Entries from a dataset
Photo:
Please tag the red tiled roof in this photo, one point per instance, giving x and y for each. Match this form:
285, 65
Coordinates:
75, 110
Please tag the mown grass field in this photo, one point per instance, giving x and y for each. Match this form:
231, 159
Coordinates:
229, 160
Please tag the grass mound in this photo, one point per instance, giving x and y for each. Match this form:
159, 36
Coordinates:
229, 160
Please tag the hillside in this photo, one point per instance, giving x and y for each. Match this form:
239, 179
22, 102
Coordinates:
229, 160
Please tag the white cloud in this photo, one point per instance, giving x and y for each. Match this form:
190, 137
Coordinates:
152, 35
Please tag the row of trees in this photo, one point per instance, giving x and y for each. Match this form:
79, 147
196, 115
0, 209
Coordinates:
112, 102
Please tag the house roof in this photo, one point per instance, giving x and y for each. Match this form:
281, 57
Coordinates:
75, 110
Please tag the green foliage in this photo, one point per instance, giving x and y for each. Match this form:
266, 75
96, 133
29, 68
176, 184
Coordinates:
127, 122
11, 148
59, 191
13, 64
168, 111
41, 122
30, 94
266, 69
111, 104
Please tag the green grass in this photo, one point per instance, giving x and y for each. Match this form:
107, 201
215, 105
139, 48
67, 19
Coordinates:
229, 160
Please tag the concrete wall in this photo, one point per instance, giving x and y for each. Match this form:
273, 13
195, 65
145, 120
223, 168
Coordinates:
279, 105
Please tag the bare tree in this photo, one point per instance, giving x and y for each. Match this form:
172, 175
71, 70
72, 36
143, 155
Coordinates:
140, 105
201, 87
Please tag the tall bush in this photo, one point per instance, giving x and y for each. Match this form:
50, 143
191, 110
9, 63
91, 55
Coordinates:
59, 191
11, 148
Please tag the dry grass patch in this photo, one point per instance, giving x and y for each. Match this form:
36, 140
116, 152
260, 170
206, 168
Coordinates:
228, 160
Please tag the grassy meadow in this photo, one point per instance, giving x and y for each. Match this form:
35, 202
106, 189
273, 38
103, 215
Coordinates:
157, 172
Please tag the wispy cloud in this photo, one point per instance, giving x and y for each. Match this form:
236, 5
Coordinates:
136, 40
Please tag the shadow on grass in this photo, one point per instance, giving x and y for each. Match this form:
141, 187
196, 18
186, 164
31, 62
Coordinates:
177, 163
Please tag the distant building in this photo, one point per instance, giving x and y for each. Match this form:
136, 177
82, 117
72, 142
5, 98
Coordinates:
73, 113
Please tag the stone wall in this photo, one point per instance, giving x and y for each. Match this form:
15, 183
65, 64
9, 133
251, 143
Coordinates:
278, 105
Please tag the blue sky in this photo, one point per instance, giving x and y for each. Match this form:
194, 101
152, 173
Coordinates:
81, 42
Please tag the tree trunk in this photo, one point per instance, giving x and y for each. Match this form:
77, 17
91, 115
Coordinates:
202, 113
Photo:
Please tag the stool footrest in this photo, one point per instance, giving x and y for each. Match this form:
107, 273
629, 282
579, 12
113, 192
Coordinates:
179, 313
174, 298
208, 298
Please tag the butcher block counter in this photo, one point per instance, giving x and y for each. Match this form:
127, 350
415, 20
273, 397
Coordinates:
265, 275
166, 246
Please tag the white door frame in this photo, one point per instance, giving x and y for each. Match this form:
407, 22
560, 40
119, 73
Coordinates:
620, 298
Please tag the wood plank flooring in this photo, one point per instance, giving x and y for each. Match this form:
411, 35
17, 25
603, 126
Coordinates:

» SET PROBLEM
Copy out every line of the records above without changing anything.

» EXERCISE ANSWER
Photo:
Please tag the red tiled roof in this photo, one point per instance, giving x and y for each. Match this form:
285, 65
Coordinates:
75, 110
Please tag the mown grass field in this photo, one point per instance, giving x and y for each. Match this form:
231, 159
Coordinates:
229, 160
Please tag the grass mound in this photo, one point per instance, giving x and y for each. Match this form:
159, 36
Coordinates:
229, 160
Please tag the hillside in this photo, one point per instance, giving x and y for each. Match this form:
239, 179
22, 102
Coordinates:
229, 160
Please tag the white cloud in this photo, one point per instance, giving x and y for each. Match this form:
190, 137
Coordinates:
152, 35
Please tag the row of trees in this photo, one point per instance, giving x and y for each. Match this form:
79, 147
196, 115
0, 209
Coordinates:
112, 102
Please tag the house roof in this photo, one point per instance, giving x and y for each. Match this form:
281, 57
Coordinates:
75, 110
Please tag the green foliage in this photo, one point per instance, giving x and y for each. Match this form:
266, 75
96, 133
29, 68
176, 184
Coordinates:
127, 122
11, 148
59, 191
13, 64
168, 111
41, 122
30, 94
266, 69
111, 104
Please tag the green grass in this photo, one point per instance, giving x and y for each. Match this form:
107, 201
215, 105
139, 48
67, 19
Coordinates:
229, 160
Please tag the concrete wall in this photo, one point per instance, giving x and y for each. Match this form:
273, 13
195, 65
145, 120
223, 168
Coordinates:
279, 105
Please tag the bare tree in this photo, one point per instance, giving x and y for each. Match this form:
172, 175
71, 70
72, 36
143, 155
Coordinates:
140, 105
201, 87
Please tag the tall bush in this photo, one point per instance, giving x and y for each. Match this form:
50, 143
191, 110
9, 63
91, 55
Coordinates:
59, 191
11, 148
Please tag the dry grass patch in this photo, one point per instance, giving x and y for each. Match this form:
36, 140
116, 152
260, 170
206, 168
Coordinates:
228, 160
Please tag the grassy meadow in this photo, one point per instance, giving x and y for each. Match this form:
35, 202
106, 189
273, 38
103, 215
Coordinates:
157, 172
Please tag the wispy cloud in this photo, one point per instance, giving x and y for each. Match this form:
236, 5
Coordinates:
136, 40
Please tag the shadow on grass in this photo, one point per instance, giving x and y for each. Match this form:
141, 187
196, 18
186, 164
31, 62
Coordinates:
177, 163
Please tag the distant building in this photo, one point per instance, giving x and y for each. Match this form:
136, 177
82, 117
72, 142
5, 98
Coordinates:
73, 113
Please tag the stone wall in this photo, one point per instance, giving x and y for each. Match this form:
15, 183
65, 64
9, 133
251, 143
Coordinates:
278, 105
Please tag the blue sky in this photo, one point per instance, giving x and y for each. Match this form:
194, 101
152, 173
Coordinates:
81, 42
Please tag the tree trunk in this photo, one point per instance, giving x and y for each. Match this form:
77, 17
91, 115
Coordinates:
202, 113
Photo:
Please tag the stool footrest in this photo, one point per instance, giving x and y for each. Match this form:
107, 273
629, 282
579, 12
113, 192
Coordinates:
179, 313
174, 298
208, 298
Please tag the butcher block counter in this photo, one point per instance, giving x and y for each. Match this form:
127, 350
415, 20
273, 397
Coordinates:
265, 275
166, 246
Please tag the white door frame in this photo, one point per instance, giving x and y for each. Match this form:
407, 22
560, 40
119, 73
Coordinates:
620, 298
Please tag the wood plank flooring in this photo, one point per instance, giving x and y for each. Match this form:
411, 35
17, 25
603, 126
Coordinates:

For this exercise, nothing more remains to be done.